===== Data for analysis =====
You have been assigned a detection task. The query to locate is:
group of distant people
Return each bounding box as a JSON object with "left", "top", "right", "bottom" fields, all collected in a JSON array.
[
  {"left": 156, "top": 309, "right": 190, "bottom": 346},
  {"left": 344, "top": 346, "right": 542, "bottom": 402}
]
=====
Task details: Everything in the listing must be reproduced exactly; please include every line.

Result for this task:
You have been assigned a detection task. The query to locate is:
group of distant people
Return each bounding box as a JSON object with "left", "top", "right", "bottom" fields, all collected in a JSON array.
[
  {"left": 156, "top": 309, "right": 190, "bottom": 346},
  {"left": 344, "top": 346, "right": 542, "bottom": 402}
]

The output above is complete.